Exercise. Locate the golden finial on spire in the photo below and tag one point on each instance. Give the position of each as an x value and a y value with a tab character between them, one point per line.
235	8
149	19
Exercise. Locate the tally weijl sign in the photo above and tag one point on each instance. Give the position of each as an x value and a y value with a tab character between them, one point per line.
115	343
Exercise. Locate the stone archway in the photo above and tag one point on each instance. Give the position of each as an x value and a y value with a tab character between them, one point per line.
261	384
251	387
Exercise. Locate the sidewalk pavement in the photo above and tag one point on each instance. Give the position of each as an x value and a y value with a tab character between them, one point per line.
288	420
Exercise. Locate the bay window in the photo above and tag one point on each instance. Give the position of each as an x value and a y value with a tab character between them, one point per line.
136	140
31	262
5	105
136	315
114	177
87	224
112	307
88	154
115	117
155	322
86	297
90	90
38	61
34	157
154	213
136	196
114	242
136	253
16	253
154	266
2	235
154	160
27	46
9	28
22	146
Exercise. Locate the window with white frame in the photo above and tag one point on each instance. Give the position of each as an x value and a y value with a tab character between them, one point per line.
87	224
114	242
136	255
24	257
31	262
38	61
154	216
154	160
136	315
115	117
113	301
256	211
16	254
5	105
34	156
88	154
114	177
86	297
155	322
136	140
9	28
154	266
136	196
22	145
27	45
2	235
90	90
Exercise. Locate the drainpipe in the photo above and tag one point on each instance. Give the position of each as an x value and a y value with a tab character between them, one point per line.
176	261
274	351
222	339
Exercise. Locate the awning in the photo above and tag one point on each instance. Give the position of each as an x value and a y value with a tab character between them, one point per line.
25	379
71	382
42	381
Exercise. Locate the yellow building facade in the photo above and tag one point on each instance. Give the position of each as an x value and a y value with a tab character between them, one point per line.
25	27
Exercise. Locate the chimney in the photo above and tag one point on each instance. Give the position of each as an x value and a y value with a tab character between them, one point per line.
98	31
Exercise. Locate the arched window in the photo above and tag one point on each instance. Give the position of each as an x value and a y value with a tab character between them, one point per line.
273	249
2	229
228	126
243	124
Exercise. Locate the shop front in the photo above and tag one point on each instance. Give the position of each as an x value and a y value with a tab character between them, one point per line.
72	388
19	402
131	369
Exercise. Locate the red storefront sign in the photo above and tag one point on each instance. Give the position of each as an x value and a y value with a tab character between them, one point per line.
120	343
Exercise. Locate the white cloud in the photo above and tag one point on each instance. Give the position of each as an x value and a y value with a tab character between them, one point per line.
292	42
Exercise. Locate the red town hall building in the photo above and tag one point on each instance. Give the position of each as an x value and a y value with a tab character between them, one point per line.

## Short task
Reproduce each record exactly, leaving nothing out.

## Complete answer
Exercise. Locate the golden finial on spire in the photo below and tag one point on each instance. Give the position of each as an x value and a y value with a tab character between them, one point per line.
235	8
149	19
Exercise. Locate the tally weijl sign in the photo above and tag one point on each instance. Give the position of each as an x value and a y value with a tab character between them, one point per line.
115	343
Exercise. Locate the stone archway in the photo above and tag one point on each instance. Give the position of each as an x value and a y value with a tab character between them, one point per line.
261	384
251	387
Exercise. Locate the sidewalk pavement in the photo above and tag one point on each instance. Give the position of each as an x value and a y value with a tab character between them, one point per line.
288	420
Exercise. Locate the bay window in the photo above and tag one point on each instance. Give the position of each as an x value and a y value with a tab character between them, one point per line.
136	140
31	262
5	105
136	315
114	177
87	224
112	307
88	154
115	117
155	322
86	297
90	90
38	61
34	157
154	213
136	196
114	242
136	253
16	253
154	266
2	235
154	160
27	46
9	28
22	146
Exercise. Locate the window with white frame in the photo above and tag one point on each instance. Give the position of each as an x value and a y value with a tab character between them, one point per line.
87	224
114	242
136	255
24	257
31	262
38	61
154	216
154	160
136	315
115	117
113	301
256	211
16	254
5	105
34	156
88	154
114	177
86	297
155	322
136	140
9	28
154	266
136	196
22	145
27	45
2	235
90	90
Exercise. Locate the drainpipe in the photo above and tag one point on each instance. Give the position of each as an x value and a y value with a tab character between them, one point per line.
176	261
274	351
222	339
Exercise. Locate the awning in the photo above and tag one point on each instance. Give the position of each as an x value and a y value with a tab character between them, one point per line.
25	379
71	382
42	381
Exercise. Locate the yellow building facade in the photo above and tag one point on each instance. Give the position of each as an x value and a y value with a tab character between them, one point per line.
25	27
Exercise. Locate the chimney in the photo above and tag one point on each instance. Give the position of each as an x value and a y value with a tab character between them, one point per line.
98	31
Exercise. Locate the arched window in the photo above and tag one point on each instance. Give the position of each as an x value and a y value with a tab character between them, one point per line.
273	249
2	229
228	126
243	124
Exercise. Locate the shop front in the photo above and tag one point on each instance. Give the position of each as an x value and a y value with a tab character between them, one point per line.
72	388
19	402
131	369
Exercise. Locate the red storefront sign in the photo above and tag one point on each instance. Give the position of each as an x value and a y value with a tab character between them, one point per line.
120	343
Exercise. Locate the white cloud in the photo above and tag one point on each instance. Give the position of each as an x value and a y value with a tab character between them, one point per line.
292	42
Exercise. Locate the red town hall building in the photo above and tag one point on each instance. Give the position of each as an x value and a y value with a tab character between them, one point per line.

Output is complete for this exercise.